#### Aufgabenstellung 1
Ermitteln Sie, in wie vielen Zeilen der Einträge die Zeichenfolge „white“ vorkommt, wobei Groß- und Kleinschreibung zu beachten ist. Nennen Sie ausschließlich die Zahl.

#### Textabschnitt

◇ ◇ ◇ ◇ ◇ ◇ ◇

6. Dezember 2020
Immer wieder gelangen aus privaten Nachlässen Gegenstände in Museumssammlungen. Die Initiative geht dabei häufig nicht von den Museen aus, sondern von den Eigentümern oder ihren Erben. Sie entscheiden, warum
sie viele Dinge in den Container werfen und andere einem Museum anbieten. Die Beweggründe sind dabei so vielschichtig wie die Auswahlkriterien und für Sammlungsprofis nicht immer nachvollziehbar. Denn die Beziehungen von Menschen zu Dingen sind bekanntlich ein weiters Feld.
Am 6. Dezember ist der Nikolaustag und da kommt der Heilige Mann in vielen Orten in die Schulen und Kindergärten, in Vereinslokale und Betriebe oder er geht sogar von Haus zu Haus und besucht die Familien. Man erkennt ihn an seinem Bischofsgewand mit Bischofsstab und Bischofsmütze, seinem weißen Bart und weißen Handschuhen – und an seinem großen, goldenen Buch. Sein Begleiter ist Knecht Ruprecht, mit der Rute. Wer jetzt beim Lesen nicht zusammenzuckt und nicht weiß, was es damit auf sich hat, an dem ist eine traditionelle Kindheitserfahrungen vorübergegangen.
Früher zitterte jedes Kind, wenn es beim Besuch des Nikolauses nach vorne gerufen, zum Aufsagen eines Gedichtes aufgefordert und dann zur „Abrechnung“ für das vergangene Jahr herangezogen wurde. Und dabei half das große Buch, in dem zumeist kleine, aber doch markante Vergehen der zwölf vergangenen Monate zu jedem einzelnen Kind aufgeschrieben waren. Die musste der Heilige Mann das ganze Jahr über penibel aufgeschrieben haben – oder die Eltern hatten ihm heimlich einen entsprechenden Zettel zugesteckt.

◇ ◇ ◇ ◇ ◇ ◇ ◇

#### Aufgabenstellung 2
Führen Sie den obigen Text über den Nikolaustag im Anschluss an seinen letzten Satz weiter.

(Einträge zur Ortsbeschriftung)
◇ ◇ ◇ ◇ ◇ ◇ ◇

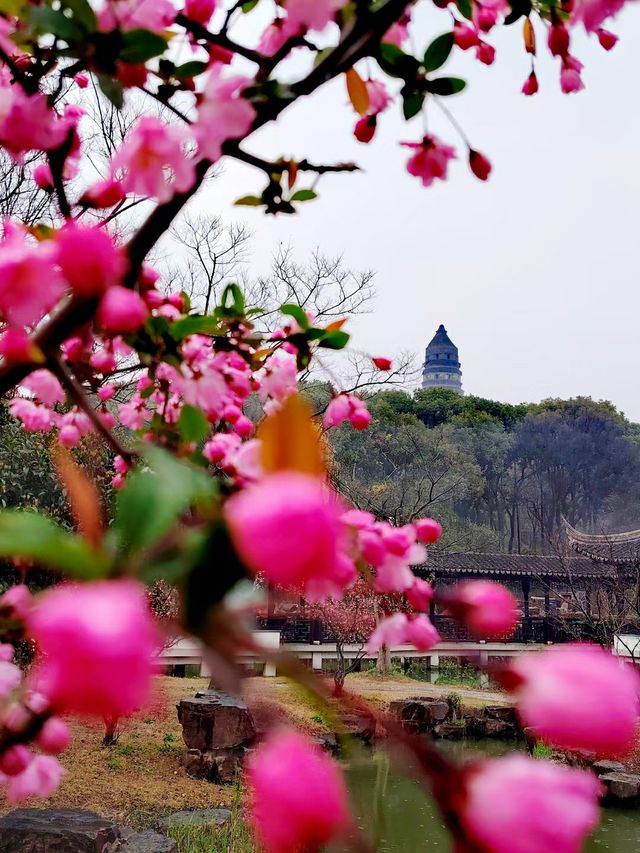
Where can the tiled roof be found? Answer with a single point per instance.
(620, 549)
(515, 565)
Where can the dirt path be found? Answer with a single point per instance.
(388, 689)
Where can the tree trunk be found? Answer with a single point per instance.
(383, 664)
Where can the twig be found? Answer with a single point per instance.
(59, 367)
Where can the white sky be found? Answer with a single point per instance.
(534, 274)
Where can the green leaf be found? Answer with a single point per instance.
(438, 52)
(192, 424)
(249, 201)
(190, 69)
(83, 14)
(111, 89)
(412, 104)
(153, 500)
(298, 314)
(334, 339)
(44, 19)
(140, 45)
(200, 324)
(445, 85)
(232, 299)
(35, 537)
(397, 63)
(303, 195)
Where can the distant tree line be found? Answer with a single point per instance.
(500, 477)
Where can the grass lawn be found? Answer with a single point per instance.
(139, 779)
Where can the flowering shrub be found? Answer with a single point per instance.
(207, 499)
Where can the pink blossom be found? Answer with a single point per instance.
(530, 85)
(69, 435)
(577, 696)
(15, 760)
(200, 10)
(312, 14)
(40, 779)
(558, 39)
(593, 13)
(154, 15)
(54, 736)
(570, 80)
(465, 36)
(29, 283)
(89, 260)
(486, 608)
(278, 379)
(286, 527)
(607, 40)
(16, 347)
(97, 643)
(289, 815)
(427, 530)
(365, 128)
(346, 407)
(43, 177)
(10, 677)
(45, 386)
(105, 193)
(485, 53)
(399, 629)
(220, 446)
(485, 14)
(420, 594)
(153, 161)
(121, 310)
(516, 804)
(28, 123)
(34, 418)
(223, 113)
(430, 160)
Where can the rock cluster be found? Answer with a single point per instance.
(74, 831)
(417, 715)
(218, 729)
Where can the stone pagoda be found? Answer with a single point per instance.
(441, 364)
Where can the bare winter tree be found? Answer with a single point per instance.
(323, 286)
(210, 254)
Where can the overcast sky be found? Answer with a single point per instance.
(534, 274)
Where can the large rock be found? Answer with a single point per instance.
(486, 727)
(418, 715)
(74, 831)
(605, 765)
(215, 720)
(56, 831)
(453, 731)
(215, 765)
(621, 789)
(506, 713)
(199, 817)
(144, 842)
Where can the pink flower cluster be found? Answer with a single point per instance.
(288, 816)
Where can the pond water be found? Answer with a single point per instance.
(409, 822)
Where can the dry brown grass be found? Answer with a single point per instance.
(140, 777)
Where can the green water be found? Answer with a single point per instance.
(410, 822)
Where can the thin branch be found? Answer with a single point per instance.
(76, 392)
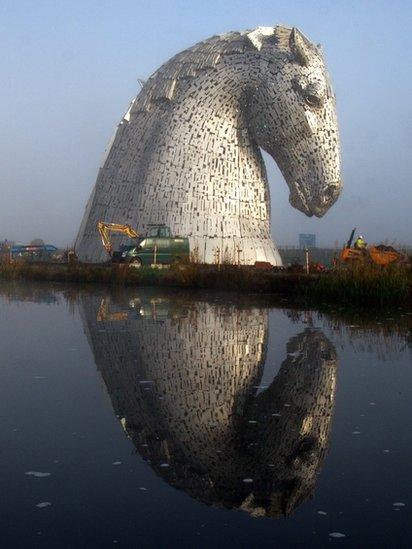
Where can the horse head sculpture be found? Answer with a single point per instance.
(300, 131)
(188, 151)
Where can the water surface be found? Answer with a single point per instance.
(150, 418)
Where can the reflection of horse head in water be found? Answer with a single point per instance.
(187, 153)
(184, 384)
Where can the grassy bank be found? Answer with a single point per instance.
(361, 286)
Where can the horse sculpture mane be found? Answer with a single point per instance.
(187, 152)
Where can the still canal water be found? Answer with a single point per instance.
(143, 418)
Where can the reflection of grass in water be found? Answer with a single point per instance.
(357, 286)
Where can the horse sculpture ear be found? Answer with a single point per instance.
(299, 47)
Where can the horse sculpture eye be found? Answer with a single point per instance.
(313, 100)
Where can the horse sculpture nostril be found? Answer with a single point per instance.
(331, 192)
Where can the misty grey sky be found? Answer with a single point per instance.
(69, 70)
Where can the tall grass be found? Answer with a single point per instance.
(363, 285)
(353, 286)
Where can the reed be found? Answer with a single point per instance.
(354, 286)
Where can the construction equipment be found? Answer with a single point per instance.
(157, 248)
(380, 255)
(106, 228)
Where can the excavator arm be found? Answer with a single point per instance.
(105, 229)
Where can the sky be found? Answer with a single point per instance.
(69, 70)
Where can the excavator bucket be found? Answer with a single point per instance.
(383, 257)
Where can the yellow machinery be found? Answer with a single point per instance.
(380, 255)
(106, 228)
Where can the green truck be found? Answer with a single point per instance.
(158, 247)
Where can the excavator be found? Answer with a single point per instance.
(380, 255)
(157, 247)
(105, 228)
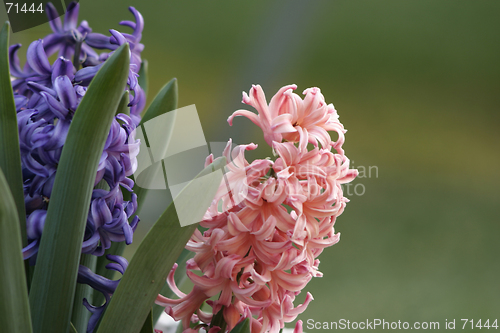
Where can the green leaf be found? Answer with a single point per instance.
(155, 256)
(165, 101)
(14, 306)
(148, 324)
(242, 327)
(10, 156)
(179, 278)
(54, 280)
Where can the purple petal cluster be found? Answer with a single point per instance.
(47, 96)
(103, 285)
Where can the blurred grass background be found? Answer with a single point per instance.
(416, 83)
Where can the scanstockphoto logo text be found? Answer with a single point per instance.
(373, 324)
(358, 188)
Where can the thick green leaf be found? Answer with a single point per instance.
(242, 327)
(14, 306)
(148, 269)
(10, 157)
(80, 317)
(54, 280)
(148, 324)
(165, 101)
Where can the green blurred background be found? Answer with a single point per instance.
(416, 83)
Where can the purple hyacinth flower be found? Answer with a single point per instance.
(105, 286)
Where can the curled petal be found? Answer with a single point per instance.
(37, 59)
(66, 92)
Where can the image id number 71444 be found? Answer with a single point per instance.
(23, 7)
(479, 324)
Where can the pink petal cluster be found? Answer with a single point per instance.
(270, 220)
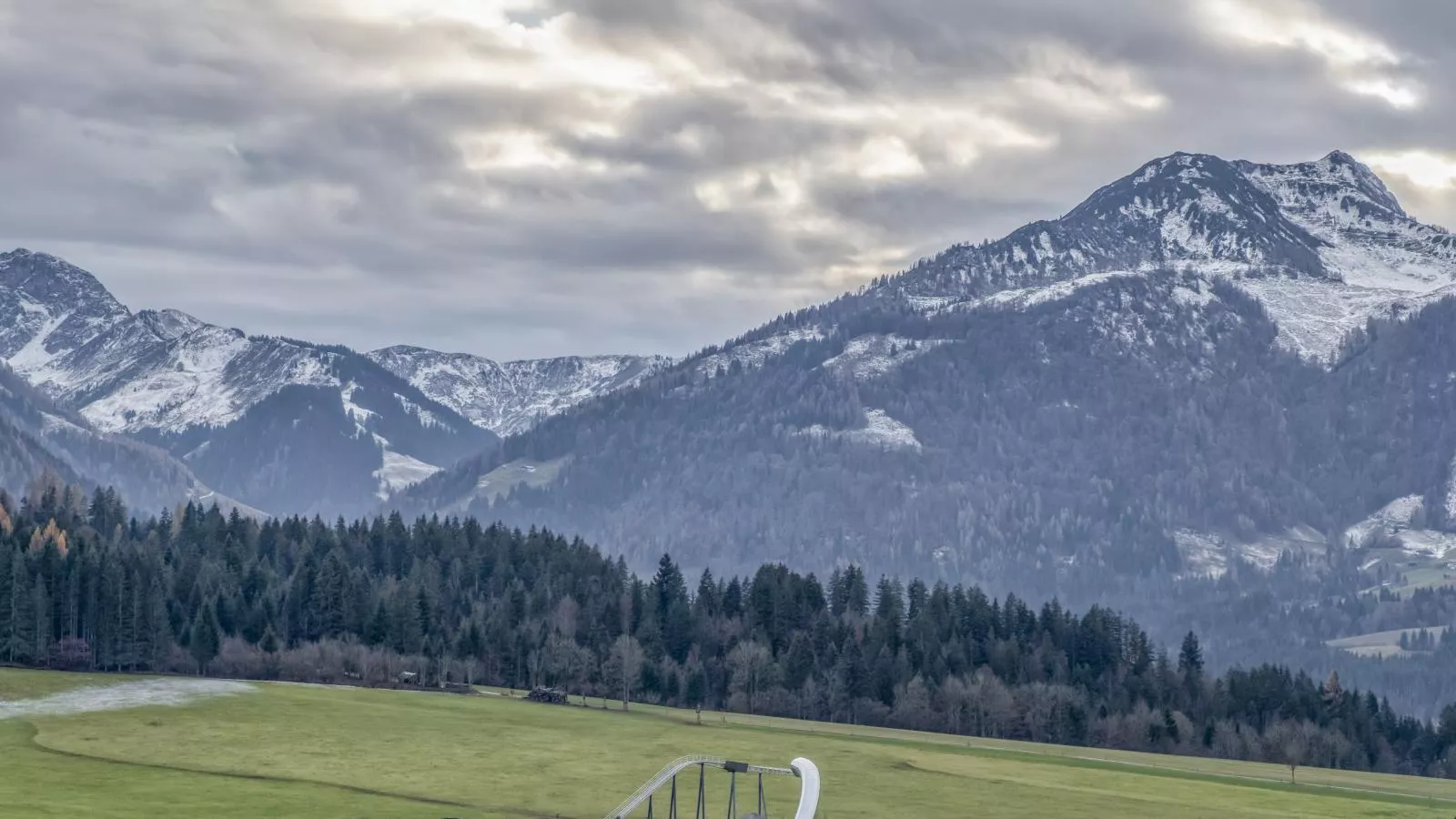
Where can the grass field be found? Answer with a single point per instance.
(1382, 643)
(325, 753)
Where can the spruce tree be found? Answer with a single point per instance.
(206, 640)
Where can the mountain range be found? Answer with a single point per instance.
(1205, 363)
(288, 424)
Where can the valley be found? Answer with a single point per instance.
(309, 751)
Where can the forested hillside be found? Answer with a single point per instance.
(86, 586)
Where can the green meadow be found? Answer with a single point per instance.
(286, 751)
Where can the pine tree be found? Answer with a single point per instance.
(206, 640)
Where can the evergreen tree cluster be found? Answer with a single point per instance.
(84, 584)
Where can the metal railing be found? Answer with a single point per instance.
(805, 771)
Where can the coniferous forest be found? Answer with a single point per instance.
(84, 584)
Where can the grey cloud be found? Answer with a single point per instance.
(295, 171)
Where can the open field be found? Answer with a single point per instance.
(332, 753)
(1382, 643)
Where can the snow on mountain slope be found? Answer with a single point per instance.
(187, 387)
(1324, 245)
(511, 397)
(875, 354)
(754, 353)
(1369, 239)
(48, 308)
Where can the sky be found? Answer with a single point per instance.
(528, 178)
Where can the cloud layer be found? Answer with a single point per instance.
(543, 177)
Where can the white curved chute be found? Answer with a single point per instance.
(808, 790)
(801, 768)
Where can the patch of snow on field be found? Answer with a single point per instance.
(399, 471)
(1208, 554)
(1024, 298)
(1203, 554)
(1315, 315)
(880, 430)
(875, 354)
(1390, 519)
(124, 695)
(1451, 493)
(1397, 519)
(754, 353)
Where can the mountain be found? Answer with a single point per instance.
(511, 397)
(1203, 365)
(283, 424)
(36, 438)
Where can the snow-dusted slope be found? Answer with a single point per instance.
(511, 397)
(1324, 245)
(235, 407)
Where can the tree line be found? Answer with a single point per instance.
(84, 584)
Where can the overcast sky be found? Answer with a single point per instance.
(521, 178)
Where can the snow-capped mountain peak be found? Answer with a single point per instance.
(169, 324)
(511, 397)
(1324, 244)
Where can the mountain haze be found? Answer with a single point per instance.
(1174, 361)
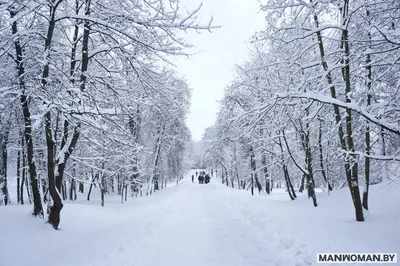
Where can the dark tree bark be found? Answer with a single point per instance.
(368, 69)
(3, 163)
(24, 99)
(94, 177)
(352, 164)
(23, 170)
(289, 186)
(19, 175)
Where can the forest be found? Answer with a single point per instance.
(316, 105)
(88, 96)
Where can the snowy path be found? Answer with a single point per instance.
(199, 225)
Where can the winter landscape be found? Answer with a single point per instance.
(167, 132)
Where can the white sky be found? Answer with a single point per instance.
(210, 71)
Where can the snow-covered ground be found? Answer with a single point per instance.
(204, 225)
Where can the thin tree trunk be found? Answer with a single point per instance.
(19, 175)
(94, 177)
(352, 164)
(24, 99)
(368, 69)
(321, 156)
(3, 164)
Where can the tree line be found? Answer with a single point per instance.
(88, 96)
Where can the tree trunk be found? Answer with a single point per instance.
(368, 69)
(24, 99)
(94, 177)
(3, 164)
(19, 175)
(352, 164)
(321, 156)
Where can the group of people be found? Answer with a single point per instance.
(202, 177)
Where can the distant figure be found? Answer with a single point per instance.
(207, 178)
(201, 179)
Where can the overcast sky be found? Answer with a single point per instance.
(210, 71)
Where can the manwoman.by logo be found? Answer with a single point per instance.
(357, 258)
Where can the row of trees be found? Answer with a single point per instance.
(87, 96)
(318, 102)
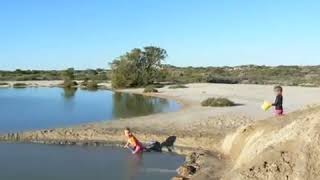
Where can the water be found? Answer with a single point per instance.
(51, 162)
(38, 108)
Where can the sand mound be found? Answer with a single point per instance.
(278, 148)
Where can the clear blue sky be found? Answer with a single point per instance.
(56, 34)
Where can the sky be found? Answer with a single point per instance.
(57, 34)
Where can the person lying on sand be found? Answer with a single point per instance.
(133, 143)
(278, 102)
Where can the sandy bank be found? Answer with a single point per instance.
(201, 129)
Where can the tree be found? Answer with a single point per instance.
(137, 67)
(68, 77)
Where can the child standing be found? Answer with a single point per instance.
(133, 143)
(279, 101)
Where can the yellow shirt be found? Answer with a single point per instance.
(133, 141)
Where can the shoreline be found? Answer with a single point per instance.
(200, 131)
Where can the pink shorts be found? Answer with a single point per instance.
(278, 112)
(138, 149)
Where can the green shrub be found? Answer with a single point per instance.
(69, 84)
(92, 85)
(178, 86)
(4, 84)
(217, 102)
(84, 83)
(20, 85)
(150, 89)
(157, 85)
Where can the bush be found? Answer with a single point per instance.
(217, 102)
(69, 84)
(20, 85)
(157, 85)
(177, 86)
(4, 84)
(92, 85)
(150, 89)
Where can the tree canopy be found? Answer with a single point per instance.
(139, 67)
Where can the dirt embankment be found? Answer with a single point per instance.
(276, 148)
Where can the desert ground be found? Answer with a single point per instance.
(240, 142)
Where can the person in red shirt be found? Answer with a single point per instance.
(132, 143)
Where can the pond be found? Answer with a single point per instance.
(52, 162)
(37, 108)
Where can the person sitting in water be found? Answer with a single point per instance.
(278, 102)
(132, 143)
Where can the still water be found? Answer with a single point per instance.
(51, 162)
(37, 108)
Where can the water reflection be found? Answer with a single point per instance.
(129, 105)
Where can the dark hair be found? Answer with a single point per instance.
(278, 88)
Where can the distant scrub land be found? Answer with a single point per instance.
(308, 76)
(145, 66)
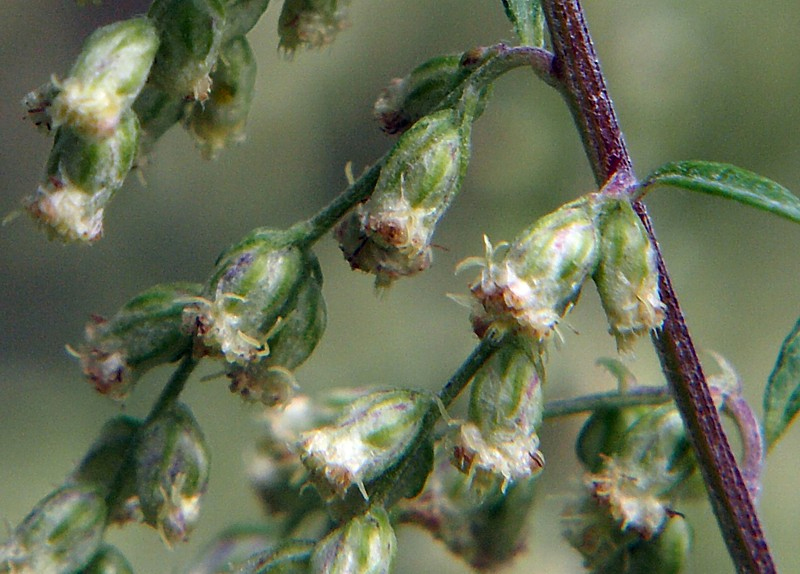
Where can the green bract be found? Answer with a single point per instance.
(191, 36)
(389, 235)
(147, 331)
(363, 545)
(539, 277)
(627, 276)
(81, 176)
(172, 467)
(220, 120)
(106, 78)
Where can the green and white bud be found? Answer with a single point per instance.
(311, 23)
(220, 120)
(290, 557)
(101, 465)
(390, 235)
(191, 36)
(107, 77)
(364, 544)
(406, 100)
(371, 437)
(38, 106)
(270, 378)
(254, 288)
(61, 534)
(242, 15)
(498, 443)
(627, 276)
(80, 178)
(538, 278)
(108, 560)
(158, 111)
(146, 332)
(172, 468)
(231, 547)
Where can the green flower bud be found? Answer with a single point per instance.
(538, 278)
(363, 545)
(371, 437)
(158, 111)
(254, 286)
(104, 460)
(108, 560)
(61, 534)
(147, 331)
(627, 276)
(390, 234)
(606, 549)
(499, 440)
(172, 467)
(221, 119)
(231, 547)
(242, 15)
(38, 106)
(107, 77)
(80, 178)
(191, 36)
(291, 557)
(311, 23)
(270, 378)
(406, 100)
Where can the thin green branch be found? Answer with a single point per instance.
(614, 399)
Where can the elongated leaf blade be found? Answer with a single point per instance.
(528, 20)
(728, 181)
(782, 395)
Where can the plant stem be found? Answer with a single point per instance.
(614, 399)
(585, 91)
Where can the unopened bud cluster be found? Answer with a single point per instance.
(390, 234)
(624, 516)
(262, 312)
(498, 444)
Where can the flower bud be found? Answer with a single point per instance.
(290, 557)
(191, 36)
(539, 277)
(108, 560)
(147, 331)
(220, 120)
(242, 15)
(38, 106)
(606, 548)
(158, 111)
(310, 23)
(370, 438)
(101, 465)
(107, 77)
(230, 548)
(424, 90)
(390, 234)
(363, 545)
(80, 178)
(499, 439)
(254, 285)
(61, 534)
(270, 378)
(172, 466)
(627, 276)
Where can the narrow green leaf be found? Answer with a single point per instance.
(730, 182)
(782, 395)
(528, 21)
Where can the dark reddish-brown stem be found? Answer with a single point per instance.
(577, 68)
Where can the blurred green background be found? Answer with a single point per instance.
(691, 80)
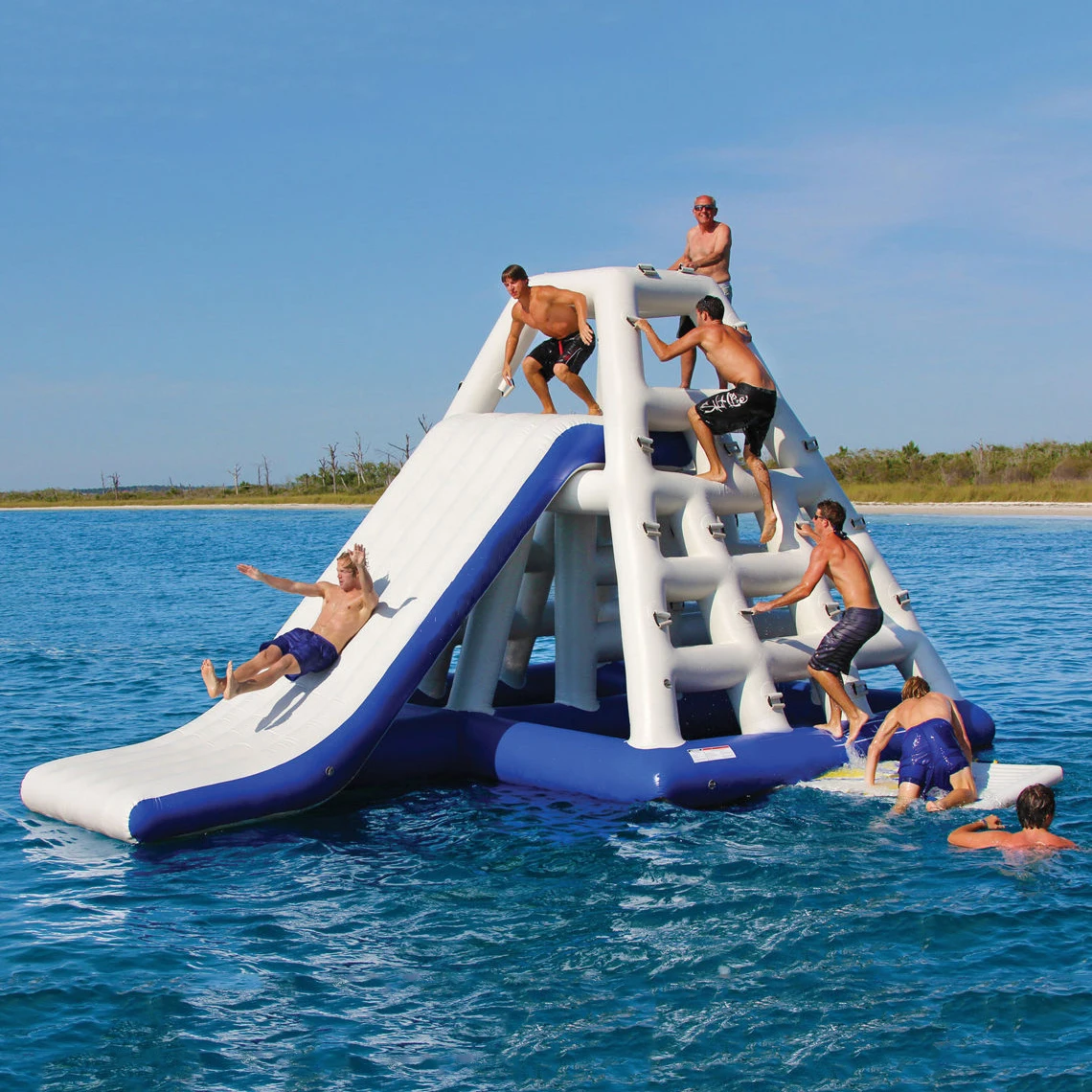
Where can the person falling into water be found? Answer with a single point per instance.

◇ ◇ ◇ ◇ ◇ ◇ ◇

#### Antwort 1
4

#### Antwort 2
Es war an einem heißen Tag im August in einem kleinen Haus am Rande der Stadt, in dem sich über mehrere Generationen so Allerhand angesammelt hatte: unzählige Bücher und Zeitschriften, Hausrat von einst, alte und neue Textilien, aber auch ein paarhundert leere Zigarrenkisten, einige hundert Andachtsbildchen und Totenzettel, Liebesbriefe diverser Verbindungen, Fotoalben und die üblichen ausrangierten, aber theoretisch noch voll funktionsfähigen Elektrogeräte vergangener Jahrzehnte.
„Sie können ALLES mitnehmen, wenn Sie wollen“, sagt der junge Mann. Aber ALLES wollen Museen nicht. Wer die Wahl hat, hat die Qual.
Also vor dem geistigen Auge mal kurz den eigenen Wunschzettel durchgehen: Reservistenandenken aus dem Kaiserreich, am besten namentlich gekennzeichnet. Devotionalien aus Telgte oder Lourdes, Rom oder gar Jerusalem. Dokumente aus der Zeit des Nationalsozialismus, Objekte aus der Kriegs- und Nachkriegszeit. Raritäten oder Kuriosa aus den 50er, 60er, 70er-Jahren…
Und dann lag da dieses dicke Buch mit einem roten Schutzumschlag, beklebt mit einem Kreuz aus Goldpapier und mit einer schönen Kordel dran. „Die haben auch viel Theater gespielt, meine Tanten“, meinte der junge Mann. – Nein, nein. Blitzartig sprang der Gedanke um von einem sonnigen Augustnachmittag auf den dunklen Abend des 6. Dezember: Dies musste es sein, das goldene Buch des Heiligen Mannes! Und jetzt endlich die Möglichkeit, die Seite zu wechseln, es selber in die Hand zu nehmen und einen Blick in das Mysterium zwischen den beiden Buchdeckeln zu werfen.
Normalerweise nahm man für das Buch vom Nikolaus früher ein Telefonbuch, das mit Goldpapier eingeschlagen wurde. Das war schön dick und schwer. Und so groß war die Auswahl in den meisten Bücherschränken damals ja auch nicht. Dieses war jedenfalls kein Telefonbuch – es war kleiner, aber viel, viel dicker. Und beim Aufklappen erschien eine altertümliche Schrift. Eine Bibel? Nein, der Band entpuppte sich als Gesetzesblatt des altehrwürdigen Königreiches von Hannover. Der komplett eingebundene Jahrgang von 1853, samt Dienststempel irgendeiner königlichen Behörde, die solche Gesetze damals dringend brauchte.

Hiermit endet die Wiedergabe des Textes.